* **What to do**:
Reproduce every entry below word for word, with no changes.

____________________

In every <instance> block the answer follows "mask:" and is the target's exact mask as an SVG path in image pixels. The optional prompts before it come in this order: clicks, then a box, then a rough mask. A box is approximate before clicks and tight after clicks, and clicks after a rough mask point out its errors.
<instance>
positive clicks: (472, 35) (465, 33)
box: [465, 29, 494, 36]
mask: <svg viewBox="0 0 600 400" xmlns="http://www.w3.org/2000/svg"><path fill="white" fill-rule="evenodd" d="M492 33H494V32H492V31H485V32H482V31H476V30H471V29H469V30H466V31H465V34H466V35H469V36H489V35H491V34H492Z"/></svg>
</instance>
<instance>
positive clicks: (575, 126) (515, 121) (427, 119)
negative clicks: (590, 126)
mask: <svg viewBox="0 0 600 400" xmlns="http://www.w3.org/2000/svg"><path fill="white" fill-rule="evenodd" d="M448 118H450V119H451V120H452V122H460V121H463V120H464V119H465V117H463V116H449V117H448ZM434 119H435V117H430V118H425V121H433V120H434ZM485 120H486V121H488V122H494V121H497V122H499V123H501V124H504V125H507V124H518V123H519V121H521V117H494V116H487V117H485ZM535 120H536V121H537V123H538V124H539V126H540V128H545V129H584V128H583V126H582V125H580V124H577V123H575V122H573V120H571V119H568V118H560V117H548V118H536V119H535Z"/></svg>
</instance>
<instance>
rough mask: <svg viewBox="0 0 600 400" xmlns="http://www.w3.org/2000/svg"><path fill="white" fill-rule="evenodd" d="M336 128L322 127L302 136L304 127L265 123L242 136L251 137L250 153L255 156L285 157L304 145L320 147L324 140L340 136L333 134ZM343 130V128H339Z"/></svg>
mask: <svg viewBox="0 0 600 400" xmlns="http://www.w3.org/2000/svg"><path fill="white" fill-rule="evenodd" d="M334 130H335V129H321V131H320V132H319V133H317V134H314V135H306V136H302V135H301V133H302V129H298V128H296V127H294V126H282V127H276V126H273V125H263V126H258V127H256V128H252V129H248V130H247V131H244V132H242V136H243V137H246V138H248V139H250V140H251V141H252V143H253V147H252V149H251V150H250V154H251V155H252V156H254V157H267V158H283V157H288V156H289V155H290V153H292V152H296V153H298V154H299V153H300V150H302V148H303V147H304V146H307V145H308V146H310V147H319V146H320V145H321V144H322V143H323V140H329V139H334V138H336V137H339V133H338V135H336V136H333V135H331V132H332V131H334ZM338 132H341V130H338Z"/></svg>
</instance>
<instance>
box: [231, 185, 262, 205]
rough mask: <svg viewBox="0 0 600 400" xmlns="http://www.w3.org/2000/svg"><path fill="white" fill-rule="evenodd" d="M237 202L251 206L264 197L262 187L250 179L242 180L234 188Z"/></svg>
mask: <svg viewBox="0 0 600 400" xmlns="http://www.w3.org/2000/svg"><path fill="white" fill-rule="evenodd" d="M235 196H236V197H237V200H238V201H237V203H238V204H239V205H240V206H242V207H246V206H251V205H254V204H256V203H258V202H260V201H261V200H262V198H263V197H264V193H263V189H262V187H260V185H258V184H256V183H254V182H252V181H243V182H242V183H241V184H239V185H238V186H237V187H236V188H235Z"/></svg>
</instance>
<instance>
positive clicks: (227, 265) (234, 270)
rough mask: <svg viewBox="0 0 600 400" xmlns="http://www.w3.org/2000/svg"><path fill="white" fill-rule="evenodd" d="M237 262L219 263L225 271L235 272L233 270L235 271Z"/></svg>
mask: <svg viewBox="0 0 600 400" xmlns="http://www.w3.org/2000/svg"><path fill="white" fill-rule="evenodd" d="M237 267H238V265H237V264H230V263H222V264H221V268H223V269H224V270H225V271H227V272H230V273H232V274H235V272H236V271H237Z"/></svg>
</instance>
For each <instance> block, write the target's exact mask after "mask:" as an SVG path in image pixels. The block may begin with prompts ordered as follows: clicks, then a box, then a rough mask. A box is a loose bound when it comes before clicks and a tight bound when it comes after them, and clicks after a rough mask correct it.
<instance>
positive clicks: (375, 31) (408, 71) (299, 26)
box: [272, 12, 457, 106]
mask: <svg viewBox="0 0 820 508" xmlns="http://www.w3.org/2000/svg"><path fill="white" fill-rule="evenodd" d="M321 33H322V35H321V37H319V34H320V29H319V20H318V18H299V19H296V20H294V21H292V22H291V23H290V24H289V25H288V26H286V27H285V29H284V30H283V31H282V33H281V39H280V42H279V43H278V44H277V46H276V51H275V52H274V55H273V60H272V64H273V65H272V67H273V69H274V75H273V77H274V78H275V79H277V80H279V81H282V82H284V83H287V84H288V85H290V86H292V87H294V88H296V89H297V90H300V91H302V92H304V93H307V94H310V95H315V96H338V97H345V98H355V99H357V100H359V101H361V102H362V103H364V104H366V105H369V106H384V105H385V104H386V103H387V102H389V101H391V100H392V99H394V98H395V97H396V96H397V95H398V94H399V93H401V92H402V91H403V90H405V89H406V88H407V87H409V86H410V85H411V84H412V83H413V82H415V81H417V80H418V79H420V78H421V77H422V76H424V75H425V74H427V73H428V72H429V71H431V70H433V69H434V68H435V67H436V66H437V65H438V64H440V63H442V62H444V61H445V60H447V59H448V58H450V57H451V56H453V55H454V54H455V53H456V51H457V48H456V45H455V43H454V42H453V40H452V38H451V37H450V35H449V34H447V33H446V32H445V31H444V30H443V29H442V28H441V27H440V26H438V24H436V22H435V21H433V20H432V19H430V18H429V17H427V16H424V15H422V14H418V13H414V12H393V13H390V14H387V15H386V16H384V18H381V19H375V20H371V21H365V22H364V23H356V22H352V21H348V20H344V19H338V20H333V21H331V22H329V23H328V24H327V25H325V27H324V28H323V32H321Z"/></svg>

____________________

* **Expected answer**:
In every <instance> block the answer follows "mask:" and is the target's exact mask as an SVG path in image pixels. The optional prompts before it come in this order: clicks, then a box, then a rough mask. A box is approximate before clicks and tight after clicks, and clicks after a rough mask point out its errors.
<instance>
positive clicks: (472, 35) (465, 33)
box: [465, 29, 494, 36]
mask: <svg viewBox="0 0 600 400" xmlns="http://www.w3.org/2000/svg"><path fill="white" fill-rule="evenodd" d="M492 33H494V32H492V31H485V32H482V31H476V30H471V29H469V30H466V31H465V34H466V35H469V36H489V35H491V34H492Z"/></svg>
</instance>
<instance>
positive clicks: (575, 126) (515, 121) (427, 119)
negative clicks: (590, 126)
mask: <svg viewBox="0 0 600 400" xmlns="http://www.w3.org/2000/svg"><path fill="white" fill-rule="evenodd" d="M448 118H450V119H451V120H452V122H460V121H463V120H464V119H465V117H463V116H449V117H448ZM434 119H435V117H430V118H425V121H433V120H434ZM485 120H486V121H488V122H494V121H497V122H499V123H501V124H504V125H507V124H518V123H519V121H521V117H494V116H487V117H485ZM535 120H536V121H537V123H538V124H539V126H540V128H545V129H584V128H583V126H582V125H580V124H577V123H575V122H573V120H571V119H568V118H560V117H548V118H536V119H535Z"/></svg>
</instance>
<instance>
rough mask: <svg viewBox="0 0 600 400" xmlns="http://www.w3.org/2000/svg"><path fill="white" fill-rule="evenodd" d="M336 128L322 127L302 136L304 127L265 123L242 136L251 137L250 153L255 156L285 157L304 145L320 147L324 140L340 136L333 134ZM343 130V128H339Z"/></svg>
mask: <svg viewBox="0 0 600 400" xmlns="http://www.w3.org/2000/svg"><path fill="white" fill-rule="evenodd" d="M334 130H335V129H321V131H320V132H319V133H317V134H314V135H306V136H302V135H301V133H302V129H298V128H296V127H294V126H282V127H276V126H273V125H263V126H258V127H256V128H252V129H248V130H247V131H244V132H242V136H243V137H246V138H248V139H250V140H251V141H252V143H253V147H252V149H251V150H250V154H251V155H252V156H254V157H267V158H283V157H288V156H289V155H290V153H292V152H296V153H298V154H299V153H300V150H302V148H303V147H304V146H307V145H308V146H310V147H319V146H320V145H321V144H322V143H323V140H329V139H334V138H336V137H339V133H338V135H336V136H333V135H331V132H332V131H334ZM338 132H341V130H338Z"/></svg>
</instance>
<instance>
box: [231, 185, 262, 205]
rough mask: <svg viewBox="0 0 600 400" xmlns="http://www.w3.org/2000/svg"><path fill="white" fill-rule="evenodd" d="M237 202L251 206L264 197L262 187L250 179L242 180L234 188Z"/></svg>
mask: <svg viewBox="0 0 600 400" xmlns="http://www.w3.org/2000/svg"><path fill="white" fill-rule="evenodd" d="M235 196H236V197H237V200H238V201H237V203H238V204H239V205H240V206H242V207H246V206H251V205H254V204H256V203H258V202H260V201H261V200H262V198H263V197H264V193H263V189H262V187H260V185H258V184H256V183H254V182H252V181H243V182H242V183H241V184H239V185H238V186H237V187H236V188H235Z"/></svg>
</instance>
<instance>
positive clicks: (227, 265) (234, 270)
rough mask: <svg viewBox="0 0 600 400" xmlns="http://www.w3.org/2000/svg"><path fill="white" fill-rule="evenodd" d="M237 262L219 263L225 271L235 272L233 270L235 271Z"/></svg>
mask: <svg viewBox="0 0 600 400" xmlns="http://www.w3.org/2000/svg"><path fill="white" fill-rule="evenodd" d="M237 267H238V265H237V264H230V263H222V264H221V268H223V269H224V270H225V271H227V272H230V273H232V274H235V272H236V271H237Z"/></svg>
</instance>
For each <instance> block, write the target's exact mask after "mask:" as an SVG path in image pixels. The block may begin with prompts ordered as follows: clicks, then a box, then a rough mask. A box is a loose bound when it comes before clicks and a tight bound when it comes after them, and clicks after a rough mask correct it.
<instance>
positive clicks: (375, 31) (408, 71) (299, 26)
box: [272, 12, 457, 106]
mask: <svg viewBox="0 0 820 508" xmlns="http://www.w3.org/2000/svg"><path fill="white" fill-rule="evenodd" d="M321 33H322V35H321V37H319V34H320V29H319V20H318V18H299V19H296V20H294V21H292V22H291V23H290V24H289V25H288V26H286V27H285V29H284V30H283V31H282V33H281V39H280V42H279V43H278V44H277V46H276V51H275V52H274V55H273V60H272V64H273V65H272V67H273V69H274V75H273V77H274V78H275V79H277V80H279V81H282V82H284V83H287V84H288V85H290V86H292V87H294V88H296V89H297V90H300V91H302V92H304V93H307V94H310V95H315V96H338V97H345V98H355V99H357V100H359V101H361V102H362V103H364V104H366V105H369V106H384V105H385V104H386V103H387V102H389V101H391V100H392V99H394V98H395V97H396V96H397V95H398V94H399V93H401V92H402V91H403V90H405V89H406V88H407V87H409V86H410V85H411V84H412V83H413V82H415V81H417V80H418V79H420V78H421V77H422V76H424V75H425V74H427V73H428V72H429V71H431V70H433V69H434V68H435V67H436V66H437V65H438V64H440V63H442V62H444V61H445V60H447V59H448V58H450V57H451V56H453V55H454V54H455V53H456V51H457V48H456V45H455V43H454V42H453V40H452V38H451V37H450V35H449V34H447V33H446V32H445V31H444V30H443V29H442V28H441V27H440V26H438V24H436V22H435V21H433V20H432V19H430V18H429V17H427V16H424V15H422V14H418V13H414V12H393V13H390V14H387V15H386V16H384V18H381V19H375V20H371V21H365V22H364V23H356V22H352V21H348V20H344V19H338V20H333V21H331V22H329V23H328V24H327V25H325V27H324V28H323V32H321Z"/></svg>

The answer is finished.